▶ TEXT PROVIDED:
..............................
Share your dilemmas and get honest opinions from other Mumsnetters.

9yr old and knife

193 replies

Rabbitheadlights · 25/02/2023 11:18

So ... My 9yr old just picked up a butter knife and threatened my 7yr old with it ... In a half joke half serious manner (they were bickering about something or other) Well, I absolutely lost it. I told him to go get dressed and that I was taking him to the police station, that he should say goodbye to his siblings, and take one last look at his bedroom because he was going to jail for a very long time and he would be an adult by the time he got out!

I was kind of lost in how angry I was, for context a friend's son was murdered age 16 in January last year and although we aren't very close it was just far too close to home for me and it's something I think about often.

So my AIBU is should I have been able to control my reaction?

He was really scared, crying asking me not to take him etc ... But all I could think was good, I'm glad he's scared.

We have spoken now and I have told him that I won't be taking him to the police station but that if he ever was to do do anything like that again I absolutely will! but I haven't apologised for my reaction because I need him to understand how serious this is.

But I don't know, was it too much?
..............................
Detection examples

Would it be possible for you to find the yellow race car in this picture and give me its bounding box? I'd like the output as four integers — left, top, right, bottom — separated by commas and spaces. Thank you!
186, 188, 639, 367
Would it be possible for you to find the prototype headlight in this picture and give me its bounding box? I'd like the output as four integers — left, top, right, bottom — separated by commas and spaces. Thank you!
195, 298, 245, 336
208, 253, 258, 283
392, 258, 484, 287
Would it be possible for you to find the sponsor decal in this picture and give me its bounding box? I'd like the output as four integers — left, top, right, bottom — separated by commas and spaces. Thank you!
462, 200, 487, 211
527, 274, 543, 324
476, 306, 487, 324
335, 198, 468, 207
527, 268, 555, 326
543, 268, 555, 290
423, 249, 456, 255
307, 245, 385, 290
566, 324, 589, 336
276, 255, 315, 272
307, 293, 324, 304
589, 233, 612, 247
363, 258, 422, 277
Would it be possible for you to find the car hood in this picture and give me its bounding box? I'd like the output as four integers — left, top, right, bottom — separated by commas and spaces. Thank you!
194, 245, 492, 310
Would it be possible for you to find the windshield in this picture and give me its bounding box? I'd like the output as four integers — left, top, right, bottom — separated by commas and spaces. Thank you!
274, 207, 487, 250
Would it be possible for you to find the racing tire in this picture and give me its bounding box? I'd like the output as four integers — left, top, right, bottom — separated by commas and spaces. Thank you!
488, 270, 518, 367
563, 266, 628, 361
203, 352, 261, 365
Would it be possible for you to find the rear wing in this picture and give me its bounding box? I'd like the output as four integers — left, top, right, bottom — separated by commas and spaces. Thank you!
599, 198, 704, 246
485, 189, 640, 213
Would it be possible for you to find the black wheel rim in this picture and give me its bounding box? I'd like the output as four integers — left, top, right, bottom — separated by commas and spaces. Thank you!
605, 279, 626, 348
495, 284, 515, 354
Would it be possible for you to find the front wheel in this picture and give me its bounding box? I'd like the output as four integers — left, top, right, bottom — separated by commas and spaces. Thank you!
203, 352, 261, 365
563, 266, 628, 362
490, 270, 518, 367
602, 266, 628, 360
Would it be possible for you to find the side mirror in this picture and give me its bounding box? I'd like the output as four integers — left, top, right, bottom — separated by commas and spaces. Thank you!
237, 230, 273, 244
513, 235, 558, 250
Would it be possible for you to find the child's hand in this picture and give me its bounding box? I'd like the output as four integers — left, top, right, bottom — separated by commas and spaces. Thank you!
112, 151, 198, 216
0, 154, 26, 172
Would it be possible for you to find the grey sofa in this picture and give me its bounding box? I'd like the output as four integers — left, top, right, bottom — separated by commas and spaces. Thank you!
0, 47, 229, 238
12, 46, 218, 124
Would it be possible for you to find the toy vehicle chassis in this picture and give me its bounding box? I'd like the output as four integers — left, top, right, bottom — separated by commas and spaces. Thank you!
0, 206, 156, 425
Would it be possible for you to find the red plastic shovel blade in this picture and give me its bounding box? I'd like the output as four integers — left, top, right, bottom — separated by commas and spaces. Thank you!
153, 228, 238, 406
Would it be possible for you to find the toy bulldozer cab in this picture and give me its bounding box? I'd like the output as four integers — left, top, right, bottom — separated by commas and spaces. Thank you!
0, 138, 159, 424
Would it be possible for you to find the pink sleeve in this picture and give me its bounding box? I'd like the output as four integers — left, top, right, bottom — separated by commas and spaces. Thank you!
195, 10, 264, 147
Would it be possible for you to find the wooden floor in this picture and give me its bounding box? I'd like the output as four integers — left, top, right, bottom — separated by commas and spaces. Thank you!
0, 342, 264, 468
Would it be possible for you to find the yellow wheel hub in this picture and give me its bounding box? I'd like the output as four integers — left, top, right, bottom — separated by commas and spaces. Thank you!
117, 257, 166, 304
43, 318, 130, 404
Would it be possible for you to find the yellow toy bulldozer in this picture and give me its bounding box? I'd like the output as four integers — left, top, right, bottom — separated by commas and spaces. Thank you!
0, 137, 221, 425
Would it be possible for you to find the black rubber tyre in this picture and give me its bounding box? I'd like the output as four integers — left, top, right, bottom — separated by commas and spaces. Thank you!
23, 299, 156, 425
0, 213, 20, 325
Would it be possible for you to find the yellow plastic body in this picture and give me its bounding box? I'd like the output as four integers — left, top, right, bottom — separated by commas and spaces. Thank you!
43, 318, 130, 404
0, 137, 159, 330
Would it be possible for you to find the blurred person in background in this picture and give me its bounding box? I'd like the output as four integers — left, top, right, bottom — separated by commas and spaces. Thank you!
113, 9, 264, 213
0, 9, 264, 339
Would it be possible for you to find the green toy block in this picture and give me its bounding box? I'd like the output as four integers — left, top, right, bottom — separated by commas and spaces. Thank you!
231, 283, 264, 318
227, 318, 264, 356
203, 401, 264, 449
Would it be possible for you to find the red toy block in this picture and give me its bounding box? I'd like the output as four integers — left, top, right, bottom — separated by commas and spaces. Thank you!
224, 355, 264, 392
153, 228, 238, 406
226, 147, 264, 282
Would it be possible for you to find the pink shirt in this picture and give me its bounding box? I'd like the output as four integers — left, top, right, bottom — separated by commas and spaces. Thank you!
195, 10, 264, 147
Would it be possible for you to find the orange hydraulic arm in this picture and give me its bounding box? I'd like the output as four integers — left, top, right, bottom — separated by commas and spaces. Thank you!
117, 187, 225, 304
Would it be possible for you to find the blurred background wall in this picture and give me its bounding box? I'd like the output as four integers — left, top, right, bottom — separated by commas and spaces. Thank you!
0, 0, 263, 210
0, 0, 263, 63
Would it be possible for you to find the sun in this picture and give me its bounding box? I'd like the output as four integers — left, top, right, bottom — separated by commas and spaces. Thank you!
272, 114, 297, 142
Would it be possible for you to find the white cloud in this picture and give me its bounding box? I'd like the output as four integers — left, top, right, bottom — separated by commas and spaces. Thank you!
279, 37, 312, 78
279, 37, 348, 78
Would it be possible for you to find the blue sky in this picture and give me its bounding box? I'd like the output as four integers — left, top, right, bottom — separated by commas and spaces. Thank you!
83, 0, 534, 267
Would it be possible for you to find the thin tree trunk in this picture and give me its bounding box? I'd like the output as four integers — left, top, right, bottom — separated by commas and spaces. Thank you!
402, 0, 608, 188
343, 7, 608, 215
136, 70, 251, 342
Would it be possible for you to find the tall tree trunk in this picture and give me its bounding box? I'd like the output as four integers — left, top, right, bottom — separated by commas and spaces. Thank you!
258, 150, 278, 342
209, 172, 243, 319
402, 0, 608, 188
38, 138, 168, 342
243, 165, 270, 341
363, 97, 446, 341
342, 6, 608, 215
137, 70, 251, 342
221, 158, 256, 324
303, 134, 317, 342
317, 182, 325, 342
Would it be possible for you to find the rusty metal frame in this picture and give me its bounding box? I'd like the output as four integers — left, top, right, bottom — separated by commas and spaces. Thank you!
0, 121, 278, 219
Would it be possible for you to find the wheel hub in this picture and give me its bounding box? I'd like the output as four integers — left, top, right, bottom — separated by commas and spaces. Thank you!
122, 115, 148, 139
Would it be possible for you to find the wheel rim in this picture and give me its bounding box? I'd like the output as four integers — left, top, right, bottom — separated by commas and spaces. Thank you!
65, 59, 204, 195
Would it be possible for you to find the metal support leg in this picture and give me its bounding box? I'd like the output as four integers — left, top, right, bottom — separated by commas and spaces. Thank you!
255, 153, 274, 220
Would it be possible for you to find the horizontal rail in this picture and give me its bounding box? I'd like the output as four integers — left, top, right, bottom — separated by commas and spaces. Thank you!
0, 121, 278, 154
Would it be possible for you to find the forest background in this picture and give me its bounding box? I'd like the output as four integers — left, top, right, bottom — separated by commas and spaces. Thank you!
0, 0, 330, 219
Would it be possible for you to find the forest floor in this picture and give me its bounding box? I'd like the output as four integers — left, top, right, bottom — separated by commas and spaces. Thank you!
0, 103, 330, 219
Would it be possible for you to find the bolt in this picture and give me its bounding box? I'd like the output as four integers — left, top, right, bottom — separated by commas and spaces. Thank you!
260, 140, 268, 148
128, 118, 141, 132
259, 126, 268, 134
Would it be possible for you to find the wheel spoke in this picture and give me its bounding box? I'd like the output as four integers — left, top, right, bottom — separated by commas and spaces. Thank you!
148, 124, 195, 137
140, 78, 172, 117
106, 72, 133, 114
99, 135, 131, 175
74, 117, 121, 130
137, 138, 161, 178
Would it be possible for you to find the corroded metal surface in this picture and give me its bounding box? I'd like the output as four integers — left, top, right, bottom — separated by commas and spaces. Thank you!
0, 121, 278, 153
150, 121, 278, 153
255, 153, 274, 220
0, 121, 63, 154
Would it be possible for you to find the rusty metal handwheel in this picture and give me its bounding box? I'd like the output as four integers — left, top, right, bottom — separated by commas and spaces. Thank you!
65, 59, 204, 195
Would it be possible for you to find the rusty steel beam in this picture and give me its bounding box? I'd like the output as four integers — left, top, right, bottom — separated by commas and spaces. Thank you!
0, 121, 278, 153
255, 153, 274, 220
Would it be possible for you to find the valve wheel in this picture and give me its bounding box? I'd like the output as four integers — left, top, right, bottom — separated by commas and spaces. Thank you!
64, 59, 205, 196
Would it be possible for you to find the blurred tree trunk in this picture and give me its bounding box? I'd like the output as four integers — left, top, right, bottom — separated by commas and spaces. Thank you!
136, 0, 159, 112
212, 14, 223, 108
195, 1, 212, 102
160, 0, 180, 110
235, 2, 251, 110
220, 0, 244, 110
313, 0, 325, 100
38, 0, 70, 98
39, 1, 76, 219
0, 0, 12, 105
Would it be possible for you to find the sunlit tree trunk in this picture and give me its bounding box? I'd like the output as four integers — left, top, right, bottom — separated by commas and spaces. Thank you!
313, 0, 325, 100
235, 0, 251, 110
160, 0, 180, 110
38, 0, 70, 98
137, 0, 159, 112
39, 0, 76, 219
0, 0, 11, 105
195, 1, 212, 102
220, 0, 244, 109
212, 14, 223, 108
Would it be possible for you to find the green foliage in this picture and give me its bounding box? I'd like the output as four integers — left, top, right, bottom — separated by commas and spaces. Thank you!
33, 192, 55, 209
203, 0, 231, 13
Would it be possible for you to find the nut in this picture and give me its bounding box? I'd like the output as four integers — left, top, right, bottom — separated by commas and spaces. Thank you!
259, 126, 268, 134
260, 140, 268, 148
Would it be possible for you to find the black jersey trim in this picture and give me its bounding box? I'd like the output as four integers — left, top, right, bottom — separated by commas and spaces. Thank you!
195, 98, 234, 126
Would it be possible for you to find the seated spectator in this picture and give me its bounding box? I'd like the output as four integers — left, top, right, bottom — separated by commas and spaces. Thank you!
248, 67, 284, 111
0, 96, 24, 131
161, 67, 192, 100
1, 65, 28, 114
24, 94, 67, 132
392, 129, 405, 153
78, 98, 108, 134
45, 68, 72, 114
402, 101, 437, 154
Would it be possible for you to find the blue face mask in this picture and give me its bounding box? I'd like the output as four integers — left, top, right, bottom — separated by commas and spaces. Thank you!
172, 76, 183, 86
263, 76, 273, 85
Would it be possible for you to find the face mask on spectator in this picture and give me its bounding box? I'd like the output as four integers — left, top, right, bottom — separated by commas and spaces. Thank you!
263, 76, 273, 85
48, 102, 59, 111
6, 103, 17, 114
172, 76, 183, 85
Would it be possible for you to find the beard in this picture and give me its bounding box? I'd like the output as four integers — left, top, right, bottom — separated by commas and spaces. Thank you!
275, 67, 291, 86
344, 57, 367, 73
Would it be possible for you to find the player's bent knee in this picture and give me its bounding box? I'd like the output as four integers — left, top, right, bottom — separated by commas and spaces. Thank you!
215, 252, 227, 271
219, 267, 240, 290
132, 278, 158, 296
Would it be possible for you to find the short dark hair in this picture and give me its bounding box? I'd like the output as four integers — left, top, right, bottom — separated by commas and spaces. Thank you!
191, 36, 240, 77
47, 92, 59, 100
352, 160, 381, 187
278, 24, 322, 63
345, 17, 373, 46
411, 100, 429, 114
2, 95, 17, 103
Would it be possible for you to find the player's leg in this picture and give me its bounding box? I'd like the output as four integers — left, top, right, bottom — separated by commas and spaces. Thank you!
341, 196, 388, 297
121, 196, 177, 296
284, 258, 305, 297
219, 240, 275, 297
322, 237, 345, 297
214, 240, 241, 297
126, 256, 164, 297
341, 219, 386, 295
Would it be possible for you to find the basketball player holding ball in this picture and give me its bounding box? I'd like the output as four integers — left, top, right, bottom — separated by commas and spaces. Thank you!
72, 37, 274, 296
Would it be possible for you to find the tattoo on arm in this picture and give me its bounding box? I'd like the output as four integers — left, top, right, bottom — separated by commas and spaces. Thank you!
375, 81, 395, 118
..............................
▶ STATED EXERCISE: Update the forum post by rewriting the stretch from "9yr old and" through "control my reaction?" with "plastic fork" in place of "butter knife".

▶ RESULT:
9yr old and knife

193 replies

Rabbitheadlights · 25/02/2023 11:18

So ... My 9yr old just picked up a plastic fork and threatened my 7yr old with it ... In a half joke half serious manner (they were bickering about something or other) Well, I absolutely lost it. I told him to go get dressed and that I was taking him to the police station, that he should say goodbye to his siblings, and take one last look at his bedroom because he was going to jail for a very long time and he would be an adult by the time he got out!

I was kind of lost in how angry I was, for context a friend's son was murdered age 16 in January last year and although we aren't very close it was just far too close to home for me and it's something I think about often.

So my AIBU is should I have been able to control my reaction?